◆ Prompt:
Pick out each line in the items below that contains the string "deck", and copy those lines. Case counts.

◆ Given records:
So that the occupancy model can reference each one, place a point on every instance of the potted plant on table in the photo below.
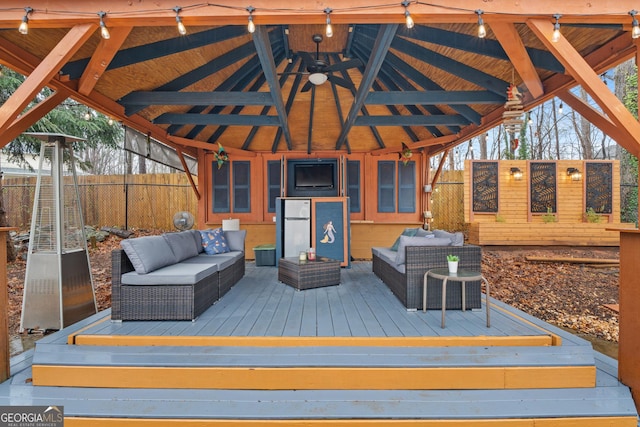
(452, 260)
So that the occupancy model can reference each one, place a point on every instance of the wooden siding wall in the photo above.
(149, 202)
(514, 225)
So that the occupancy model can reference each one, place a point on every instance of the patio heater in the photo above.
(58, 286)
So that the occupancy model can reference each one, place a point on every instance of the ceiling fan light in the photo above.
(317, 78)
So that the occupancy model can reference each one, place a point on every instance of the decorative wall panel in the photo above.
(543, 187)
(484, 180)
(599, 187)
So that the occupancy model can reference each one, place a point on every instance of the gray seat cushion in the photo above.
(222, 261)
(176, 274)
(417, 241)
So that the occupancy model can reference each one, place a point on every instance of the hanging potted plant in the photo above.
(452, 261)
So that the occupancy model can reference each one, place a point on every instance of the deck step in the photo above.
(135, 407)
(307, 368)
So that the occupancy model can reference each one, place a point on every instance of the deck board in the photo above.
(261, 320)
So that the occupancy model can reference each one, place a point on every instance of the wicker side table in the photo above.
(309, 274)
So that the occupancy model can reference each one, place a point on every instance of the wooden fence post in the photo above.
(5, 366)
(629, 336)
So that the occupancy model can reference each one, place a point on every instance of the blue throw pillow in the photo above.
(214, 242)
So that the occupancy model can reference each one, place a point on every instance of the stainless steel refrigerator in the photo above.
(297, 226)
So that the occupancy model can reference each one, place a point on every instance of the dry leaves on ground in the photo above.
(565, 294)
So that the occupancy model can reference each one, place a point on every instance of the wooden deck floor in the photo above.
(361, 306)
(343, 355)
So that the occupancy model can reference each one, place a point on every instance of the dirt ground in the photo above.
(568, 295)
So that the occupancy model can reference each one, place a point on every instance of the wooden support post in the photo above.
(5, 365)
(629, 335)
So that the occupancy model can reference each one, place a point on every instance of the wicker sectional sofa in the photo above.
(169, 277)
(404, 273)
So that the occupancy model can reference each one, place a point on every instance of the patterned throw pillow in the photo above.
(214, 242)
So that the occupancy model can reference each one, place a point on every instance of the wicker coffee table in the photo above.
(309, 274)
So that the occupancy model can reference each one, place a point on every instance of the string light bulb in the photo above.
(482, 30)
(407, 15)
(635, 27)
(104, 31)
(182, 30)
(24, 25)
(556, 28)
(251, 27)
(329, 29)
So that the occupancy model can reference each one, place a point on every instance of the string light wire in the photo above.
(23, 28)
(329, 29)
(182, 30)
(556, 28)
(251, 27)
(407, 15)
(635, 27)
(482, 31)
(104, 31)
(24, 25)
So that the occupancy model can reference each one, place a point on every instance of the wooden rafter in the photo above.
(263, 47)
(511, 42)
(591, 82)
(101, 58)
(43, 73)
(31, 117)
(380, 48)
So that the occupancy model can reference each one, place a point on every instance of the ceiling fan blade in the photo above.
(339, 66)
(306, 86)
(307, 59)
(340, 81)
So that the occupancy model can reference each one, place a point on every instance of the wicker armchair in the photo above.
(408, 286)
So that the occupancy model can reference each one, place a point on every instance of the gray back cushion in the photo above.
(235, 239)
(148, 253)
(198, 238)
(417, 241)
(182, 244)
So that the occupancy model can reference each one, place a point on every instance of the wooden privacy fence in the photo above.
(151, 200)
(134, 201)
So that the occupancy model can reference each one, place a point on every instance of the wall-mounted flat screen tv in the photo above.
(312, 178)
(318, 175)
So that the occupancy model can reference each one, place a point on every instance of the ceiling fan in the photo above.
(319, 71)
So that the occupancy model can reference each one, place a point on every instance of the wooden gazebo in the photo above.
(393, 86)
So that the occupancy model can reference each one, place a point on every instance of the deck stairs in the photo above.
(181, 380)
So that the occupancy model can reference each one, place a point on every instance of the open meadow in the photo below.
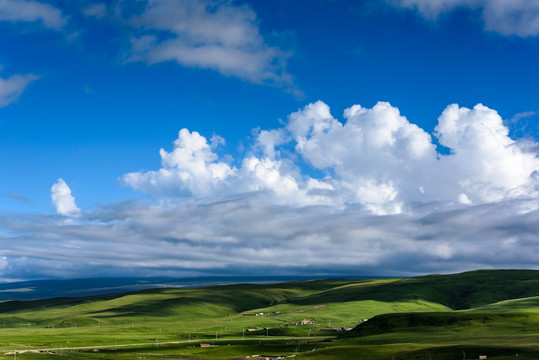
(462, 316)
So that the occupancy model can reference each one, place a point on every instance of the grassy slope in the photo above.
(415, 315)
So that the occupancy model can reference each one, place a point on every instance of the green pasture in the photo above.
(492, 313)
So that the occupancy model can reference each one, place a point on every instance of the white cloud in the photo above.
(243, 235)
(388, 204)
(62, 199)
(98, 10)
(31, 11)
(377, 159)
(207, 34)
(12, 87)
(506, 17)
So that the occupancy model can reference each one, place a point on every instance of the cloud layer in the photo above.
(388, 203)
(31, 11)
(515, 17)
(376, 159)
(207, 34)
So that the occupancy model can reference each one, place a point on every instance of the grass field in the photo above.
(459, 316)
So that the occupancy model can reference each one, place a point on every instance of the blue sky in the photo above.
(317, 137)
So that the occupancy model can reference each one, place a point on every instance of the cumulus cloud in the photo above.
(62, 199)
(516, 17)
(388, 203)
(241, 234)
(31, 11)
(376, 159)
(207, 34)
(12, 87)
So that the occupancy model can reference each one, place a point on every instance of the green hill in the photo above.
(409, 318)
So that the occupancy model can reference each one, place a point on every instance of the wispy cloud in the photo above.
(242, 234)
(12, 87)
(207, 34)
(31, 11)
(389, 204)
(516, 17)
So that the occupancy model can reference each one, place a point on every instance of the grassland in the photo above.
(493, 313)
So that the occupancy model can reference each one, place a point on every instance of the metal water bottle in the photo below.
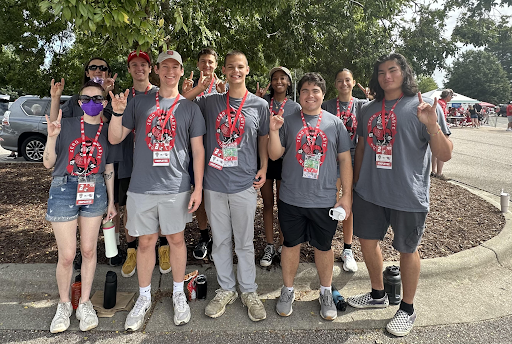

◆ Solution to this task:
So that the occupancy model can reference each one, place a point on every instance of the deck step in the photo above.
So that the occupancy model can reference each one, place a point on every instance of the deck board in the photo above.
So that the occupancy model can reference each one, place a point on every instance of the wooden deck floor in the photo above.
So that the occupancy model can reference each one, place a point on every instance of the deck stairs in the photo above.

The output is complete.